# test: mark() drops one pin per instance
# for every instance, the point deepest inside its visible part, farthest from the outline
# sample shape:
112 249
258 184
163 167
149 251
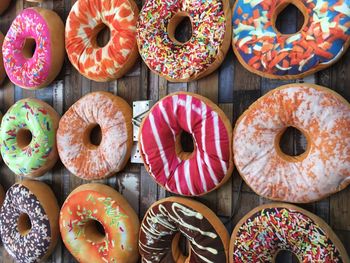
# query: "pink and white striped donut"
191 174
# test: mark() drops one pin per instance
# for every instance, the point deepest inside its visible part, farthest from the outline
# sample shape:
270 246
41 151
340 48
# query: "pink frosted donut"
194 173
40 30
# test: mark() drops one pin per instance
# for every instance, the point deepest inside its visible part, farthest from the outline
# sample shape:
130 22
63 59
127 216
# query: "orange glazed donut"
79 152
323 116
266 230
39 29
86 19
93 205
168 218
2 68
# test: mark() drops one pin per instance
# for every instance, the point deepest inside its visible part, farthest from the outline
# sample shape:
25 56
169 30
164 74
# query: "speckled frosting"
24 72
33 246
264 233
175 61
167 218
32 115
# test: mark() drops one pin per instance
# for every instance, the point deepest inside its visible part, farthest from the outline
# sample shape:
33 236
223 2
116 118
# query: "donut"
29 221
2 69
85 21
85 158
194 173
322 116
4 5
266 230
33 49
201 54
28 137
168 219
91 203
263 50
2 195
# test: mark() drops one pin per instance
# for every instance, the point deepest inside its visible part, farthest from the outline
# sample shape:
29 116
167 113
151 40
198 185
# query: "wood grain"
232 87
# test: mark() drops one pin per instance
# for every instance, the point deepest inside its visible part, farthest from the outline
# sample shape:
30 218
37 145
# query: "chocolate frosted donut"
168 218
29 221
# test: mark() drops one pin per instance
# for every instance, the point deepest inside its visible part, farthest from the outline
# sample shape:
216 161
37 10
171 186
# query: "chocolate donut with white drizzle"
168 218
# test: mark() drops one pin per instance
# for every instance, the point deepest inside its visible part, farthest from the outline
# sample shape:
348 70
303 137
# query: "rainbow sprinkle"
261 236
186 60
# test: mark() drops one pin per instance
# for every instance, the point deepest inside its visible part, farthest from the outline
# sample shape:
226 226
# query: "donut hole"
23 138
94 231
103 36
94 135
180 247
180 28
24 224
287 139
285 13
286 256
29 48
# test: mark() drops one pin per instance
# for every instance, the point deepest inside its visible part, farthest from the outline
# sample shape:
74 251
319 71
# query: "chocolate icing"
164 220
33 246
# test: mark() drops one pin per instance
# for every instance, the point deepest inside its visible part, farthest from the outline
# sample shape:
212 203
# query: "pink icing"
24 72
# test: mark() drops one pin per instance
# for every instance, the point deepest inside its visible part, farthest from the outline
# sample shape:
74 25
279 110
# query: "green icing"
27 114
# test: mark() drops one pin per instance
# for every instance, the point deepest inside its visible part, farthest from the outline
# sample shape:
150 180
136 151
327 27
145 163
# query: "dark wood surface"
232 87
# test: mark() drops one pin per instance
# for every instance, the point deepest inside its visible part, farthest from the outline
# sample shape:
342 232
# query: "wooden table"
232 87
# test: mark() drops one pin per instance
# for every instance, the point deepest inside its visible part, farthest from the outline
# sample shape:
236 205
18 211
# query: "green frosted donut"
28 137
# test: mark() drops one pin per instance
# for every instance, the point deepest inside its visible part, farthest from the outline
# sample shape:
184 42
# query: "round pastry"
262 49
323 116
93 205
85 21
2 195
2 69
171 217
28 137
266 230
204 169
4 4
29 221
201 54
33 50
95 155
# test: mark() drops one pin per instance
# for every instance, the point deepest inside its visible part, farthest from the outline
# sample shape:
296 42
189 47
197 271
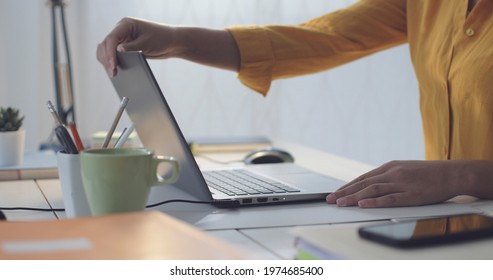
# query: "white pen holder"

########

> _What the task asks_
Pictures are not part of the copy; output everything else in the records exactly.

> _Result of the task_
# test: mark() drops one pin per instance
# for every instance, the point deepest inside its visible part, farthest from the outline
# sample shape:
112 249
258 184
163 167
149 251
# query: "pink and white striped donut"
191 174
# test: mark() drops one pin per instance
# for every instance, the point deepest inside its visible part, farthest from the outline
# sample shape:
270 246
41 151
340 48
# query: "pink frosted donut"
194 173
40 30
# test: mark() drops one pin per instance
# for every instance, the point deepest inside its visible part, farthest from the outline
# sample shape:
130 22
63 59
127 216
# query: "orange glazed donut"
79 152
323 116
266 230
39 29
86 19
93 205
168 218
2 68
# test: mark() drops one pin per instance
# for every instance, the point deepest inside its visible part, farthest from the outline
# sample shape:
25 56
169 30
164 74
# query: "speckled frosting"
24 72
33 246
264 233
175 61
167 218
32 115
# test: mark() drops one pin per instance
# for every instance, the point deepest inside its visible part, farthest from the outline
# sample shape:
33 236
223 2
116 118
# query: "donut"
29 221
2 69
85 21
85 158
194 173
322 116
4 5
266 230
33 49
201 54
28 137
168 219
91 203
263 50
2 195
# test: mark() drops one pin per instance
# for every instance, the point deepest inside its visible part, farthest from the outline
# sample shape:
29 116
167 113
151 40
198 185
# query: "wood grain"
232 87
# test: mark() drops one pin per instance
# for every instance, the point deepest inside its visible part, farthest from the outline
# sample shape:
30 218
37 145
# query: "chocolate frosted donut"
168 218
29 221
# test: mark() drops one pin per instance
# for every instance, the point deepest inside its visible part, farthest from the outline
# sample shape:
216 161
37 10
171 186
# query: "chocolate donut with white drizzle"
168 218
# test: mark() drops one pin per instance
# for every instance, the point deepest inside its visible part, farthest from the outline
# sample shape:
348 70
303 137
# query: "rainbow sprinkle"
261 236
186 60
# test: mark() drops one pin per instance
# for every instance, the point deepest inside its visible part, farthest from the outline
# sample shape:
226 226
# query: "donut hole"
23 138
94 231
103 36
94 135
180 247
180 28
24 224
287 139
285 13
286 256
29 48
# test: mark() drops one pin per instance
# for every instance, the point deepest inside its visible part, farthest from the outline
# sample shape:
74 251
319 71
# query: "chocolate icing"
164 220
33 246
# test: mark() drops one pin per instance
# for every instance, the point deepest inside its visible part, farthest from the outline
# sample shape:
212 203
# query: "pink icing"
24 72
# test: mark() drops one pin per instance
# for every instance, the point deepest inside its visible part, farthest from the outline
# sample shape:
74 25
279 110
# query: "green icing"
27 114
# test: mark() drops one pin per instance
# for every instance, the point deepest inside its visible part, farthest from the outline
# sample shape:
150 180
136 151
327 27
145 163
# query: "dark wood surface"
232 87
# test: mark() drops one pin per instance
# for every instance, the point deepest inside its visible part, farthest from the outline
# sample shape:
342 232
# query: "wooden table"
232 87
# test: mark() drops one pin per instance
# for every instance, the point deepest inside its visible part, farthest from the outline
# sample shape:
236 205
18 211
# query: "green frosted donut"
28 137
# test: mark() drops one pin per instance
# for every instance, the point deepest inside its visible part, farthest from the outline
# sample shape:
184 42
# query: "round pastry"
262 49
323 116
93 205
85 21
2 195
2 69
171 217
28 137
266 230
204 169
4 4
29 221
201 54
33 50
95 155
# test: mark() drops one pin per instance
# for every instance, the point deepest inside its visible part, farthest from the outline
# sample shape:
296 42
189 47
197 271
# query: "white pen holder"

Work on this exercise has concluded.